EXERCISE TASKS –
(a) Decide whether each statement agrees with the thread on the meaning of truth. Answer yes or no, and quote the words of the thread that decide it: (i) Shipman says he will present infinite sets in ontology. (ii) Shipman uses "ontological commitment" to mean accepting an object as well-defined and determinate. (iii) The closing question is put to professors Kanovei and Sazonov.
(b) In the thread on the meaning of truth, restate the paragraph beginning "I would like to ask professors Kanovei and Sazonov" more briefly, keeping its main points.

TEXT SECTION –
+ + + + +

FOM: The meaning of truth

[charles silver]

>Kanovei wrote:

>> So, are you going to present "infinite sets like {0,1,2,3,....}"
>> in "ontology"...?


[...]
>> ...This means that you will finally let everybody to have a look at
>> the notoriously invisible platonical "bats" flying between pages of
>> philosophical books since centuries ago.


Shipman:
>I am not going to do any such thing.  My statement above goes in one
>direction:  IF a mathematician accepts {0,1,2,3,...} (along with the
>operations + and *)  as a *well-defined* and *determinate* object
> (which is all I mean by ontological commitment), THEN he
> has no trouble making sense out of  "GC is true and GC is
> not provable" because "true" means true-in-the-model
>[{0,1,2,3,...},+,*].

        I would like to ask professors Kanovei and Sazonov whether
either one of them would accept the statement "Goldbach's Conjecture
is true (even though not proven)" as a kind of *prediction*.   The
prediction is that no matter how far up the path of even numbers >2  a
person travels, he will never succeed in finding an even one that
is not the sum of two primes.

+ + + + +

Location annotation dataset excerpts
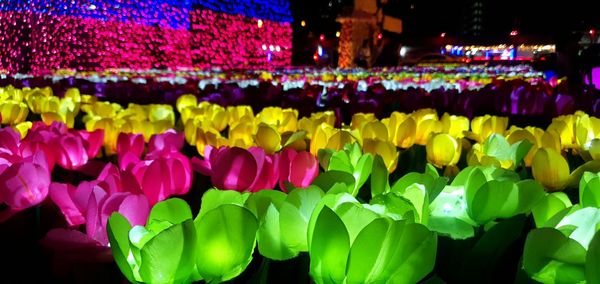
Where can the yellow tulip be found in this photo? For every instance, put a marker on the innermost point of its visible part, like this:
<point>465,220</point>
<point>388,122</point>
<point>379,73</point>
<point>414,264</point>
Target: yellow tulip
<point>564,127</point>
<point>111,132</point>
<point>241,135</point>
<point>526,134</point>
<point>73,94</point>
<point>551,169</point>
<point>443,150</point>
<point>374,130</point>
<point>268,138</point>
<point>360,119</point>
<point>238,114</point>
<point>209,137</point>
<point>425,128</point>
<point>283,120</point>
<point>23,128</point>
<point>591,150</point>
<point>454,125</point>
<point>484,126</point>
<point>13,112</point>
<point>385,149</point>
<point>162,113</point>
<point>310,124</point>
<point>393,122</point>
<point>186,101</point>
<point>327,137</point>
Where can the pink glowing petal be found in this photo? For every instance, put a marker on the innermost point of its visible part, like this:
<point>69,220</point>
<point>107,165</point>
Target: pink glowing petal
<point>201,166</point>
<point>235,169</point>
<point>304,169</point>
<point>169,141</point>
<point>61,194</point>
<point>283,161</point>
<point>128,160</point>
<point>93,225</point>
<point>133,143</point>
<point>135,208</point>
<point>181,173</point>
<point>155,182</point>
<point>75,244</point>
<point>92,141</point>
<point>9,141</point>
<point>70,151</point>
<point>266,177</point>
<point>23,185</point>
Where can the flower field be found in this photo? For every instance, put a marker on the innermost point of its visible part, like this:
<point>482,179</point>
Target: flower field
<point>421,174</point>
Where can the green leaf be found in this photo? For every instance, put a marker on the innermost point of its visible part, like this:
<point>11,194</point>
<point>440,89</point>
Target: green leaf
<point>270,243</point>
<point>324,155</point>
<point>340,161</point>
<point>168,257</point>
<point>118,235</point>
<point>295,214</point>
<point>449,214</point>
<point>226,239</point>
<point>386,249</point>
<point>552,257</point>
<point>355,217</point>
<point>379,177</point>
<point>296,136</point>
<point>214,198</point>
<point>417,195</point>
<point>589,190</point>
<point>497,146</point>
<point>362,170</point>
<point>585,223</point>
<point>173,210</point>
<point>592,261</point>
<point>519,150</point>
<point>329,248</point>
<point>396,205</point>
<point>259,202</point>
<point>328,179</point>
<point>415,254</point>
<point>549,206</point>
<point>530,193</point>
<point>431,170</point>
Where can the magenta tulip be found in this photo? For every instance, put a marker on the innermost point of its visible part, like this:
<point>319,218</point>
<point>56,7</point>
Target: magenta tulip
<point>130,143</point>
<point>163,174</point>
<point>170,141</point>
<point>25,183</point>
<point>238,169</point>
<point>298,168</point>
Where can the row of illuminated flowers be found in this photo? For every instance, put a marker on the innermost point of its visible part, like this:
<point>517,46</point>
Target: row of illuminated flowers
<point>479,74</point>
<point>156,239</point>
<point>486,140</point>
<point>274,149</point>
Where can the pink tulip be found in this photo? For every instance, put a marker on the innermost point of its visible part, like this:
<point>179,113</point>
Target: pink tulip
<point>162,174</point>
<point>130,143</point>
<point>237,168</point>
<point>92,203</point>
<point>25,183</point>
<point>9,141</point>
<point>298,168</point>
<point>170,141</point>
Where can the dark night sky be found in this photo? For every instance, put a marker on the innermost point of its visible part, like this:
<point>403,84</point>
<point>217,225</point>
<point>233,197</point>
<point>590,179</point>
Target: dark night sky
<point>546,19</point>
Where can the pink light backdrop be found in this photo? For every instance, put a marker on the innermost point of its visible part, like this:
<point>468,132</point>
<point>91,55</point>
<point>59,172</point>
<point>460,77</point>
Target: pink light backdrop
<point>48,42</point>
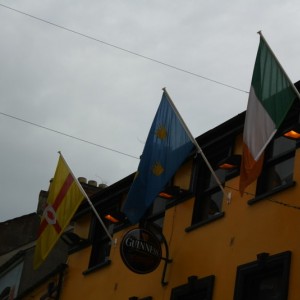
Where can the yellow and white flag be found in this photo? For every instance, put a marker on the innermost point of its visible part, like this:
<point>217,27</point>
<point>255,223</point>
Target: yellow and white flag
<point>63,200</point>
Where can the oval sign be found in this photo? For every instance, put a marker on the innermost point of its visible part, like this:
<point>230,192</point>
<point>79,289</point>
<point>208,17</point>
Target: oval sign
<point>140,251</point>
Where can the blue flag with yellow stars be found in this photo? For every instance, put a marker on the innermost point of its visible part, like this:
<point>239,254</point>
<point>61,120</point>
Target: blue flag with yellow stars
<point>166,148</point>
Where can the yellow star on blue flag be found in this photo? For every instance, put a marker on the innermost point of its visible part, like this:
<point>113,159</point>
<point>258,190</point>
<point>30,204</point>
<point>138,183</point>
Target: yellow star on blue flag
<point>166,148</point>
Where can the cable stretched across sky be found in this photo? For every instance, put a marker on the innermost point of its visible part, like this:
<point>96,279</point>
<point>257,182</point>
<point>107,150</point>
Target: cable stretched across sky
<point>124,50</point>
<point>68,135</point>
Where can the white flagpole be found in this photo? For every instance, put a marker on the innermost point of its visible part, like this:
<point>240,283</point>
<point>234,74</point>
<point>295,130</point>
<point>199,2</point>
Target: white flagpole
<point>199,150</point>
<point>282,69</point>
<point>88,199</point>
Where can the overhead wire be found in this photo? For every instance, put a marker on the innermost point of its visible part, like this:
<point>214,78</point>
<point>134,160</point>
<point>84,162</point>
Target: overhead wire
<point>116,47</point>
<point>123,49</point>
<point>68,135</point>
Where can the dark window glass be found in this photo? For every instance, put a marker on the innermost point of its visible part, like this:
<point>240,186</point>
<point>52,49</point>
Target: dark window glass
<point>100,242</point>
<point>264,279</point>
<point>278,165</point>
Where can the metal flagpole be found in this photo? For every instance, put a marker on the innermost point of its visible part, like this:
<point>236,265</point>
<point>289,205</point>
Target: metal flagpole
<point>88,200</point>
<point>282,69</point>
<point>199,150</point>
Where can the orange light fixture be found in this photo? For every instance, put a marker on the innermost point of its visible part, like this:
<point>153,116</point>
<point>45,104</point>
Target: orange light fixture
<point>292,134</point>
<point>165,195</point>
<point>111,218</point>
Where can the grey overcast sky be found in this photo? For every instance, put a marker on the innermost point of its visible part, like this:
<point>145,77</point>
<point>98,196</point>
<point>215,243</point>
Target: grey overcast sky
<point>99,93</point>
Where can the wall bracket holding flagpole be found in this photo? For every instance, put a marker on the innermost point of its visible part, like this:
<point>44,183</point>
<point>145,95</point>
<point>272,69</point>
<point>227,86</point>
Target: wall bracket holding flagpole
<point>199,150</point>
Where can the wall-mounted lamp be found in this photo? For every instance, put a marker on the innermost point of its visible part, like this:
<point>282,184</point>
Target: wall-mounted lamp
<point>294,133</point>
<point>115,216</point>
<point>231,162</point>
<point>111,218</point>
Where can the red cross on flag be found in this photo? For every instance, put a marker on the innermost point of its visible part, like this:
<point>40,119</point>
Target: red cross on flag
<point>63,200</point>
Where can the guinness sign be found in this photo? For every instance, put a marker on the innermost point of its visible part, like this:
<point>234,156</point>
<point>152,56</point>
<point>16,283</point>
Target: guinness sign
<point>140,251</point>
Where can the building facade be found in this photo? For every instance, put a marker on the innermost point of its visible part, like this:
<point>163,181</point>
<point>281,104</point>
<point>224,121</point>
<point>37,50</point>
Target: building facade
<point>214,245</point>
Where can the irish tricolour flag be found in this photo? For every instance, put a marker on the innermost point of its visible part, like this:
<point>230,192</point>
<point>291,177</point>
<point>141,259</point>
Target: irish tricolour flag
<point>271,96</point>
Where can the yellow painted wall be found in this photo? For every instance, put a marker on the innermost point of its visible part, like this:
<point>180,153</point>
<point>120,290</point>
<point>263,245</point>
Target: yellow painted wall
<point>214,249</point>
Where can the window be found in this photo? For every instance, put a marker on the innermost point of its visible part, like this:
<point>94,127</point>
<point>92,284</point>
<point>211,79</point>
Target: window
<point>278,166</point>
<point>264,279</point>
<point>195,289</point>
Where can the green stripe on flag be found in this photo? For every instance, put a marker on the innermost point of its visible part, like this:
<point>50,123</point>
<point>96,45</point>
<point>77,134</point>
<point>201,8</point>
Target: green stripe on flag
<point>272,87</point>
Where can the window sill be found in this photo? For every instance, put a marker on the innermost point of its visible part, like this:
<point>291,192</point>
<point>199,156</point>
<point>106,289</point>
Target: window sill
<point>270,193</point>
<point>97,267</point>
<point>207,221</point>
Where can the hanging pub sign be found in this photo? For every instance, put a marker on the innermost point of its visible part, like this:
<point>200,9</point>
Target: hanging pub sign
<point>140,251</point>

+ + + + +

ANSWERS TO EACH TASK –
(a)
(i) No: "I am not going to do any such thing."
(ii) Yes: "(which is all I mean by ontological commitment)"
(iii) Yes: "I would like to ask professors Kanovei and Sazonov"

(b) The writer asks Kanovei and Sazonov whether either would accept "Goldbach's Conjecture is true (even though not proven)" as a prediction. The prediction is that no one, however far they go along the even numbers greater than 2, will find an even number that is not the sum of two primes.